# Goal
Copy out, word for word, the part of the listing below that begins with the line containing "Quick question about the image above: does any air" and ends with the line containing "227 0 251 25", including both of those lines.

◆ ◆ ◆ ◆ ◆

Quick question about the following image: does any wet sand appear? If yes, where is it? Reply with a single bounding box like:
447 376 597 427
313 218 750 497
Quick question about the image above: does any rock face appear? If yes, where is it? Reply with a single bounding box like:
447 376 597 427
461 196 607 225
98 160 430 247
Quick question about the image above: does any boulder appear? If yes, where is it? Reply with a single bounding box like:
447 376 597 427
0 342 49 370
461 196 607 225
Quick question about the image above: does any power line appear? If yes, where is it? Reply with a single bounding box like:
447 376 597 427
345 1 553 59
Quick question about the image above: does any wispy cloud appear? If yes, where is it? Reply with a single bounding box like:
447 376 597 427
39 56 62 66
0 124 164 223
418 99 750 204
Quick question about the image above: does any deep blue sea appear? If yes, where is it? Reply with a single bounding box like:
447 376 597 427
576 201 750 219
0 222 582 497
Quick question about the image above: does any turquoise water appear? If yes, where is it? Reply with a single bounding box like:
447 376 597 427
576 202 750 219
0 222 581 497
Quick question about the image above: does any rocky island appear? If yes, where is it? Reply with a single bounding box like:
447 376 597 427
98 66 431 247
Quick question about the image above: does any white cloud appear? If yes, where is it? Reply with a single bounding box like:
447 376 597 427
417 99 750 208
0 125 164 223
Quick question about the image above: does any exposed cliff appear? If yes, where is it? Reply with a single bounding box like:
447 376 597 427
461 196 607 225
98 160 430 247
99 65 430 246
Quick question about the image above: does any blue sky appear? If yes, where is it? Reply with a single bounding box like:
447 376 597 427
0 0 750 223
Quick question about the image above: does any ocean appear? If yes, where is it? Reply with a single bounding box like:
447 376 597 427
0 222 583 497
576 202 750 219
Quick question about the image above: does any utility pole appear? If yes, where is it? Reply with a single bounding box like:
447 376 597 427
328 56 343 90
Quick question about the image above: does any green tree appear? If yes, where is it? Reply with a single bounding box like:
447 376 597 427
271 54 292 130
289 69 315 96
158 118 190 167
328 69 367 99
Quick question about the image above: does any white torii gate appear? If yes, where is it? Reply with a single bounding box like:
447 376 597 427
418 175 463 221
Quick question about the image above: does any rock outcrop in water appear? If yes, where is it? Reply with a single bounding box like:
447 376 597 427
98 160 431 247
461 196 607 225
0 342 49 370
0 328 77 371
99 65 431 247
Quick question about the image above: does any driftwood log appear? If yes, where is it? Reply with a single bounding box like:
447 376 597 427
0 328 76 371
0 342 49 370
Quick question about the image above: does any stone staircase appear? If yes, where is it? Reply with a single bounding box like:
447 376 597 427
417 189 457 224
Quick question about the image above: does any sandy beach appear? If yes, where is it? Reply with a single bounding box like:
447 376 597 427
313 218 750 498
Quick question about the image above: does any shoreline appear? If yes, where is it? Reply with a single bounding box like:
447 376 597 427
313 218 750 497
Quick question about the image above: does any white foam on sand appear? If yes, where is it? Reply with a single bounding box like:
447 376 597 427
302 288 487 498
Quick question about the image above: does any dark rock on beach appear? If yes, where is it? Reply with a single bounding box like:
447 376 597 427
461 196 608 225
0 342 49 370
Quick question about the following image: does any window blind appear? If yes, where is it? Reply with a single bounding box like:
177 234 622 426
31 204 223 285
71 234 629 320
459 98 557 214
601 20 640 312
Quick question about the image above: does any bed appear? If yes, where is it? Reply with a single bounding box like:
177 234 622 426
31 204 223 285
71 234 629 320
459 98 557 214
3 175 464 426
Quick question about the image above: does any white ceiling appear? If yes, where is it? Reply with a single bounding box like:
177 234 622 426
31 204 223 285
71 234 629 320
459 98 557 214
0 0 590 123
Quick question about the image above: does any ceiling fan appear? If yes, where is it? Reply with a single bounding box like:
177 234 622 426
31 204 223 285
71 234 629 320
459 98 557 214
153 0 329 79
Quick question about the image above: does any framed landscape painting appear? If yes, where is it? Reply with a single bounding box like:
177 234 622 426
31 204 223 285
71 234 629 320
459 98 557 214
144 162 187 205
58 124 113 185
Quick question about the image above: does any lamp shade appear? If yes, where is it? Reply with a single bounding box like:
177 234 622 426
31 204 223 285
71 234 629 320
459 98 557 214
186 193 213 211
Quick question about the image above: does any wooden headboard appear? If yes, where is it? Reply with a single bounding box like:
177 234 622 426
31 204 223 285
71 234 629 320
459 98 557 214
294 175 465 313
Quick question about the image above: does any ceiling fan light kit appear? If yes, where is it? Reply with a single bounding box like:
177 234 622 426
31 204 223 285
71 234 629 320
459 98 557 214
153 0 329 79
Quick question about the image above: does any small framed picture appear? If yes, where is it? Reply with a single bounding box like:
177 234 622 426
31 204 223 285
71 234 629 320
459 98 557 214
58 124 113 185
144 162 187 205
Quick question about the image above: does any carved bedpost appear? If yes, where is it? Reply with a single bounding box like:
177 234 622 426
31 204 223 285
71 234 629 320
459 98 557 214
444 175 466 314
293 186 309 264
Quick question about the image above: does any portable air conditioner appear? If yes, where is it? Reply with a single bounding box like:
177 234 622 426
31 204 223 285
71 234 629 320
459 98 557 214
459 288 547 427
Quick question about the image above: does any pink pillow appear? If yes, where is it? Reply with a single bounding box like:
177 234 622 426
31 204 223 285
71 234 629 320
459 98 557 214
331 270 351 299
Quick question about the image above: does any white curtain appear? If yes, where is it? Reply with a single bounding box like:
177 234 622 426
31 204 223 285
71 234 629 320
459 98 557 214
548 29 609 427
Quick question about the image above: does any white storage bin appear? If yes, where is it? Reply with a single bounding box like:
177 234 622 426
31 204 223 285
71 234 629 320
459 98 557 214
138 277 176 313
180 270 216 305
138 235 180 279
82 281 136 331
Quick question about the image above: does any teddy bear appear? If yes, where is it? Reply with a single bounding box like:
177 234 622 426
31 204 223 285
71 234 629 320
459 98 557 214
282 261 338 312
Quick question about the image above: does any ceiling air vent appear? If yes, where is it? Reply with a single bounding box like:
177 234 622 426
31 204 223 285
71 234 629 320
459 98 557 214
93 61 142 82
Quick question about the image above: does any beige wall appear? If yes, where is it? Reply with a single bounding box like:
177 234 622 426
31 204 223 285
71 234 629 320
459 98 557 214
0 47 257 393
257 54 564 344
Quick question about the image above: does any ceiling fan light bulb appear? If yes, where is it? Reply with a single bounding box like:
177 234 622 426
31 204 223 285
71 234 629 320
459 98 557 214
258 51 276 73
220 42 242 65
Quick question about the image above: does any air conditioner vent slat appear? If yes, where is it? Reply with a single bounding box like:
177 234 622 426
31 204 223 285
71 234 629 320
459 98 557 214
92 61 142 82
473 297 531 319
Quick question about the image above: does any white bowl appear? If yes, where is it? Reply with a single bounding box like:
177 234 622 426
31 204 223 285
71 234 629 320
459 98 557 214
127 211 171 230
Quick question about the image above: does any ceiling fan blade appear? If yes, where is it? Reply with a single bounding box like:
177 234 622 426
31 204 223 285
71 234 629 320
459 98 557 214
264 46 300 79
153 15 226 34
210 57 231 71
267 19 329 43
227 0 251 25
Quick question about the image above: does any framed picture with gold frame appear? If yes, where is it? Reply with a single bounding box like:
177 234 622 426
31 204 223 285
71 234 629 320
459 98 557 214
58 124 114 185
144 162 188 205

◆ ◆ ◆ ◆ ◆

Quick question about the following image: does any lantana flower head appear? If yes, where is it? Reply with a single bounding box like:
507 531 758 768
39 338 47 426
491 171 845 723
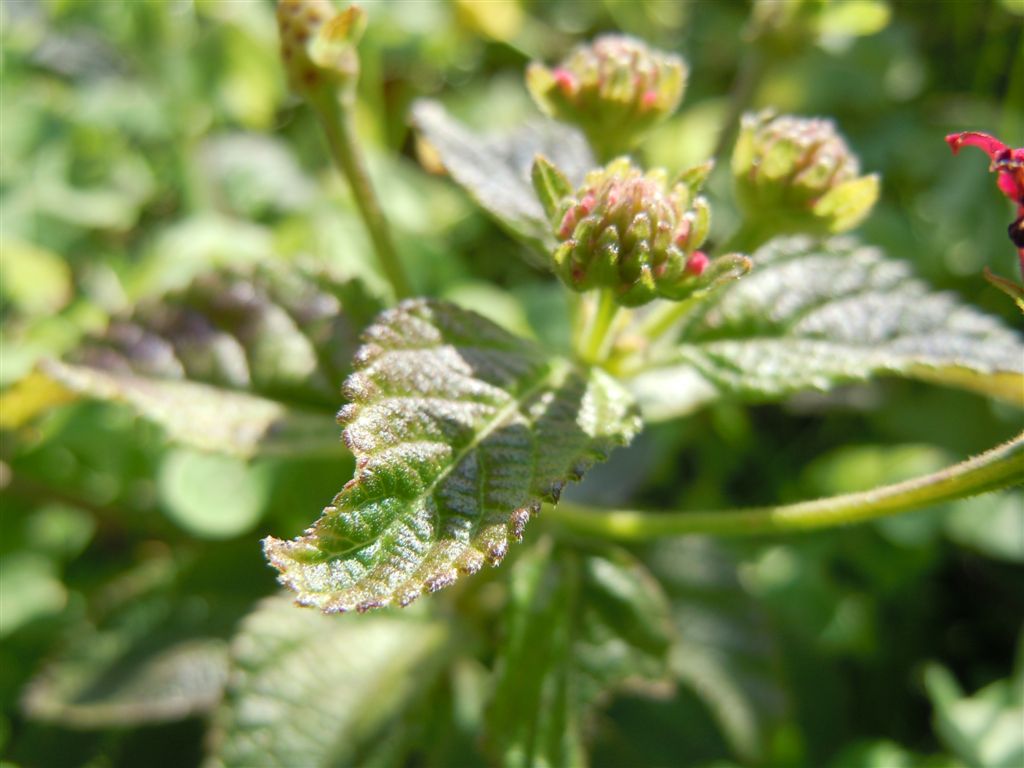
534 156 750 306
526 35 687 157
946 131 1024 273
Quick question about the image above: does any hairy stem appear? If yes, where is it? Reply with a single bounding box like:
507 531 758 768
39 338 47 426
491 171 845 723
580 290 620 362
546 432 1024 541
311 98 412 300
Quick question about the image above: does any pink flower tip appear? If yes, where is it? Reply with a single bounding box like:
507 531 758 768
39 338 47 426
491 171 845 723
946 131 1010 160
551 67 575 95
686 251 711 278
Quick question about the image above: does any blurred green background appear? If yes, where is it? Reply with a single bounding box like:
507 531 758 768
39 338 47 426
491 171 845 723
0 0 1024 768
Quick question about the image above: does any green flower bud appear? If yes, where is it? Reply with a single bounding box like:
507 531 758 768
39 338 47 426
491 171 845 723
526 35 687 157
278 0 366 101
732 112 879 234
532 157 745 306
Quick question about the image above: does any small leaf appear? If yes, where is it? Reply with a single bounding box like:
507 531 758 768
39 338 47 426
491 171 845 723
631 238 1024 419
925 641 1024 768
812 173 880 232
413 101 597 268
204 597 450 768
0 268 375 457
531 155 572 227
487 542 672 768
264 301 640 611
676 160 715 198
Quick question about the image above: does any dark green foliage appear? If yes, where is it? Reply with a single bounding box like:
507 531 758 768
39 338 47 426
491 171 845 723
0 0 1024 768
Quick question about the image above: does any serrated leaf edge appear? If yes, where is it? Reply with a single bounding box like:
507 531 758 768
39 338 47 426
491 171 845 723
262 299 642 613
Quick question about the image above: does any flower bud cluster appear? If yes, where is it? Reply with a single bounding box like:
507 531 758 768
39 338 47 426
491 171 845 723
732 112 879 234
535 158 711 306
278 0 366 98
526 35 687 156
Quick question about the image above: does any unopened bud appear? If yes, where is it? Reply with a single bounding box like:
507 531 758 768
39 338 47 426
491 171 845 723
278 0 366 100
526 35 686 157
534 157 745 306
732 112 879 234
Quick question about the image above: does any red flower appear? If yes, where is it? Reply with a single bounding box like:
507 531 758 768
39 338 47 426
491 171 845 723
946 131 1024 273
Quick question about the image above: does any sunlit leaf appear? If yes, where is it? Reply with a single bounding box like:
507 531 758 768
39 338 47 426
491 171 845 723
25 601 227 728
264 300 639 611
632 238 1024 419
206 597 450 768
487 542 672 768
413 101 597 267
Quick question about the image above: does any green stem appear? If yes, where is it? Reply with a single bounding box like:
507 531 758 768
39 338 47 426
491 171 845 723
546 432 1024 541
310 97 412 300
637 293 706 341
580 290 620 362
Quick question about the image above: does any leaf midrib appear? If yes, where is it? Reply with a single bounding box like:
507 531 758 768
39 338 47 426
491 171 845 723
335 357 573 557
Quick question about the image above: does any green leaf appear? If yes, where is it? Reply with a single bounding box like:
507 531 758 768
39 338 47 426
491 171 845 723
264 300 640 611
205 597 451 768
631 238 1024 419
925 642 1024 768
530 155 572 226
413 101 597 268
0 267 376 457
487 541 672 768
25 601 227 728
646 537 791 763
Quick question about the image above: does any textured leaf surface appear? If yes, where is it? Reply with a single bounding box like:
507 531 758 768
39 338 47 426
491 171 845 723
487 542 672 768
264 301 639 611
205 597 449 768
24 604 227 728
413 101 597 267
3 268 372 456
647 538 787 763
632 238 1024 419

◆ ◆ ◆ ◆ ◆

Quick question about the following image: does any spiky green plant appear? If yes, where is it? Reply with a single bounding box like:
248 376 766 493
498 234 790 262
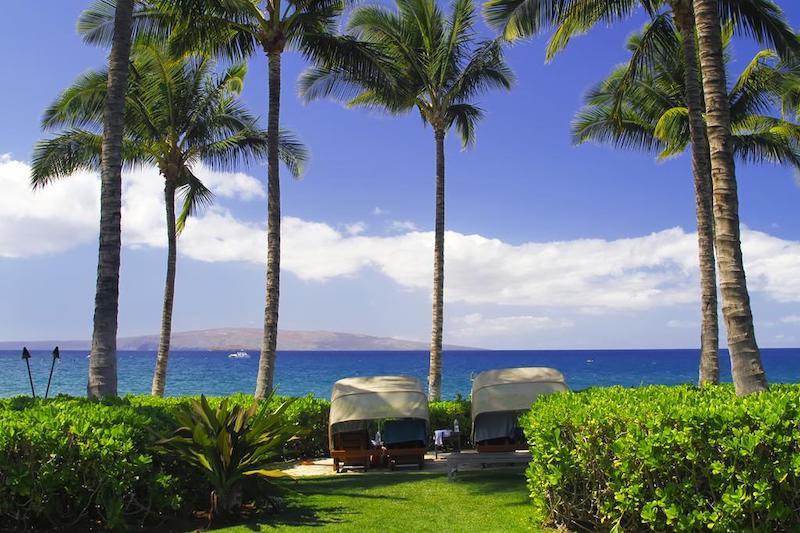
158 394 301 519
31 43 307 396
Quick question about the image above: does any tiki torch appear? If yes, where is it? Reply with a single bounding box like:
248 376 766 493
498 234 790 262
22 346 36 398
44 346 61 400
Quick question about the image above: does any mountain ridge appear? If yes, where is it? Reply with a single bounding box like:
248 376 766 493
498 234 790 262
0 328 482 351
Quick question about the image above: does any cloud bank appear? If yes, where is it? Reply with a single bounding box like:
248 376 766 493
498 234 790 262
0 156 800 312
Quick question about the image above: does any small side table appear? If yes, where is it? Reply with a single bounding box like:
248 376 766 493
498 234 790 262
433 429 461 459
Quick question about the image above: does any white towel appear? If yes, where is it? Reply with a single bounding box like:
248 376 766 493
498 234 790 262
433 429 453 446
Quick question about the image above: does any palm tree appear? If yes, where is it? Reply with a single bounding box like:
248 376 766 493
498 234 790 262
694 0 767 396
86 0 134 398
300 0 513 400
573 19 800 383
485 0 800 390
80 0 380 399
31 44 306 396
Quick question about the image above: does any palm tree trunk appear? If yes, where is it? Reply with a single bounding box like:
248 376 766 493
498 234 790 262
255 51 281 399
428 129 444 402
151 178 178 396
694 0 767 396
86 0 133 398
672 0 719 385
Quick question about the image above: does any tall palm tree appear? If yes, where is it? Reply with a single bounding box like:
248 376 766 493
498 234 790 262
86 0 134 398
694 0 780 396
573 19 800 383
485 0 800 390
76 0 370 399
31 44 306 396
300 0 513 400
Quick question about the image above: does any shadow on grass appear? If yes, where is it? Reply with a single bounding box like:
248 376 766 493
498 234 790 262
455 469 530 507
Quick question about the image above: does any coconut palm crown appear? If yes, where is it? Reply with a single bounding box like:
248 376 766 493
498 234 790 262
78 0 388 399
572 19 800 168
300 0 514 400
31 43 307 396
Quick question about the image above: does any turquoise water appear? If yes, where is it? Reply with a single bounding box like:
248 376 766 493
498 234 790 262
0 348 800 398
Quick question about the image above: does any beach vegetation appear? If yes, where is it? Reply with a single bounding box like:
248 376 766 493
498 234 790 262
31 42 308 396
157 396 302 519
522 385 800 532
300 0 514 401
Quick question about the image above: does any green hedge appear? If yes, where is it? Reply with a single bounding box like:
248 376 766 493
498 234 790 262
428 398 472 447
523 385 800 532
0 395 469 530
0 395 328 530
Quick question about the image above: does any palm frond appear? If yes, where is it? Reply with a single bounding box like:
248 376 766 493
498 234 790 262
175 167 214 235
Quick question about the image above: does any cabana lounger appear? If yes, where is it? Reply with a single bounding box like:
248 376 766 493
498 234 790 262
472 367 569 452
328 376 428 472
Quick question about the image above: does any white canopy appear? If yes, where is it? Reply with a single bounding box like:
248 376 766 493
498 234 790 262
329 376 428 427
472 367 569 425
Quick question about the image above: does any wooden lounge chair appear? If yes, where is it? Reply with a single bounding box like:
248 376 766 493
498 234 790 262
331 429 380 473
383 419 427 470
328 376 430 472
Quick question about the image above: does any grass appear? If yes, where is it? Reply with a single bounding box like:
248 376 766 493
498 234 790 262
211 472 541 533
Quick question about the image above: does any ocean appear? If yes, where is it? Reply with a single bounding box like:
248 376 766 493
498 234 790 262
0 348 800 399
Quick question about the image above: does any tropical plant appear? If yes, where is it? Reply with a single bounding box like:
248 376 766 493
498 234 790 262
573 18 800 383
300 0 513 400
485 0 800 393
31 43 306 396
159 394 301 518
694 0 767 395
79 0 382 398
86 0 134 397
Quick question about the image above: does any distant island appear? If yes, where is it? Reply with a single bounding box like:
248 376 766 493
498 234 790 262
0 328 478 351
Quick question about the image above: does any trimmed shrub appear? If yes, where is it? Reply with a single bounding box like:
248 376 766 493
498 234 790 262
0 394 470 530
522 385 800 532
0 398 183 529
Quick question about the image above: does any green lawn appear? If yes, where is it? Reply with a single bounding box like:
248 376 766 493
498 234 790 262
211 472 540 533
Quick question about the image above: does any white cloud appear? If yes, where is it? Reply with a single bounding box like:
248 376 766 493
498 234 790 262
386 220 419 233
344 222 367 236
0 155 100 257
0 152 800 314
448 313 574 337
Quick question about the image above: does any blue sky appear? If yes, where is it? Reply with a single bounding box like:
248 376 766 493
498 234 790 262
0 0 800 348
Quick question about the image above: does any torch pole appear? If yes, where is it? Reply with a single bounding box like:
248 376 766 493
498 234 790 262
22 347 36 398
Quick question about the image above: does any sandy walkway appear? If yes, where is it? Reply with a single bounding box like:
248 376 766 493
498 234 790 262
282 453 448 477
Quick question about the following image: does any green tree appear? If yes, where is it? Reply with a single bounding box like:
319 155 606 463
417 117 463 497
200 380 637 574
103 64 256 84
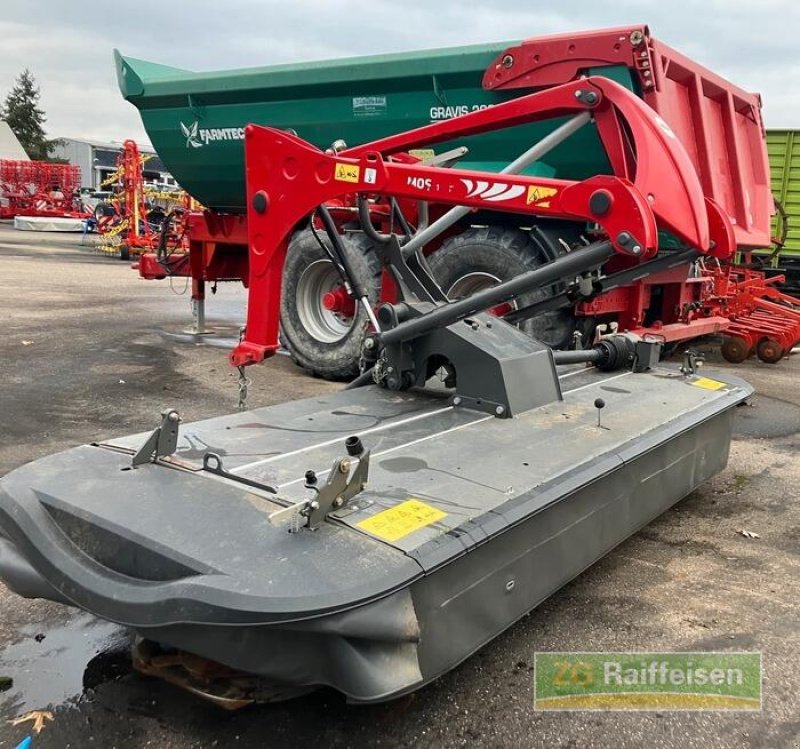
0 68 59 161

◆ ◆ ◆ ◆ ◆

# Answer to this exercise
Quick question about the image above: does any air conditioner vent slat appear? If yes, where is it? Reply with a single bounding box like:
177 234 622 426
31 204 223 285
71 234 629 320
459 98 557 214
92 61 142 82
473 297 531 319
Quick question about the image above: does any white bowl appear? If yes, where is it? Reply with a single bounding box like:
177 234 622 426
31 204 223 285
71 234 629 320
459 98 557 214
127 211 171 230
Quick question about the image above: does any ceiling fan blade appear? If yes, where is it? Reply with a single bounding box like:
177 234 622 426
31 204 223 285
71 234 629 320
459 98 557 214
264 46 300 79
153 15 226 34
210 57 231 71
267 19 329 43
227 0 251 25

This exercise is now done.